The Office of Global Criminal Justice (J/GCJ), formerly called the Office of War Crimes Issues (S/WCI), is an office within the United States Department of State.

Duties
The Office is headed by an Ambassador: in that position, she advises the Secretary of State and the Under Secretary of State for Civilian Security, Human Rights, and Democracy and works to formulate U.S. policy on prevention and accountability for mass atrocities.

The Office coordinates U.S. government support for ad hoc and international courts currently trying persons accused of genocide, war crimes, and crimes against humanity committed (among other places) in the former Yugoslavia, Rwanda, Sierra Leone, and Cambodia, and helps bolster the capacity of domestic judicial systems to try atrocity crimes.  It also works closely with other governments, international institutions, and non-governmental organizations to establish and assist international and domestic commissions, courts, and tribunals to investigate, judge, and deter atrocity crimes in every region of the globe.  The Ambassador coordinates the deployment of a range of diplomatic, legal, economic, military, and intelligence tools to help expose the truth, judge those responsible, protect and assist victims, enable reconciliation, and build the rule of law.

Last developments
Previous Ambassadors in the Office of Global Criminal Justice included Todd F. Buchwald and Morse H. Tan.

Supplied material -
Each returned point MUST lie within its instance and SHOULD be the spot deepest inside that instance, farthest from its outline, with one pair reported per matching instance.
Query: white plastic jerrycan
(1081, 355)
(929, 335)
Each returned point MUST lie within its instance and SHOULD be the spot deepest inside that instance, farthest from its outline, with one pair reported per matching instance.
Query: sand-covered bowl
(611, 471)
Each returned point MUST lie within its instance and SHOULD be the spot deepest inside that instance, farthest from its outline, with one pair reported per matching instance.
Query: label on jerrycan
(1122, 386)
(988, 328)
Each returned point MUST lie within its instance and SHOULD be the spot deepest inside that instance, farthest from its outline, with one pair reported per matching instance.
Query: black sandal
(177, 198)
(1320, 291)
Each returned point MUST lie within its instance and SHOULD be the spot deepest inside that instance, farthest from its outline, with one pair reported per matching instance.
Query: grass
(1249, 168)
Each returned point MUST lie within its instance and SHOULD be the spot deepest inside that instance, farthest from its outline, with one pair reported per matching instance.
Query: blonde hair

Written request A - Write out the records word for word, covering the stretch from their start through the line that contains "(1320, 291)", with that line included.
Written request B - Carry the text about the Office of Global Criminal Justice further, picking up after its last sentence.
The records have no connection to the text about the Office of Global Criminal Justice.

Written response A -
Each returned point MUST lie within its instance and SHOULD be the spot deepest inside that instance, farthest from its outline, with one pair reported per matching instance.
Query: white plastic jerrycan
(1081, 355)
(929, 335)
Each returned point MUST lie within its instance and SHOULD be the spot deepest inside that instance, farthest from its outline, with one pair reported per matching instance.
Query: sand-covered bowl
(611, 471)
Each returned point MUST lie within its instance and SHOULD be the spot deepest inside that instance, farthest from its outline, with one pair reported per matching instance.
Query: label on jerrycan
(1122, 386)
(988, 328)
Each returned point MUST lie within its instance and SHOULD be the spot deepest inside that instance, farthest from its outline, with one pair reported per matching instance.
Query: black sandal
(177, 198)
(1320, 291)

Written response B -
According to reports in Foreign Policy, Secretary of State Rex Tillerson had intended to close the Office and fold its personnel into the Bureau of Democracy, Human Rights, and Labor. In an August 28, 2017 letter to Senator Bob Corker, Secretary Tillerson informed the Chairman of the United States Senate Committee on Foreign Relations that he intended to end or transfer as many as three dozen special envoy positions. The letter provided, however, that the office of the Ambassador-at-Large for Global Criminal Justice—along with the Bureau of Counterterrorism and Countering Violent Extremism and the office of the United States Ambassador-at-Large to Monitor and Combat Trafficking in Persons -- "will be retained and continue to be organized under the office of Under Secretary of State for Civilian Security, Democracy, and Human Rights."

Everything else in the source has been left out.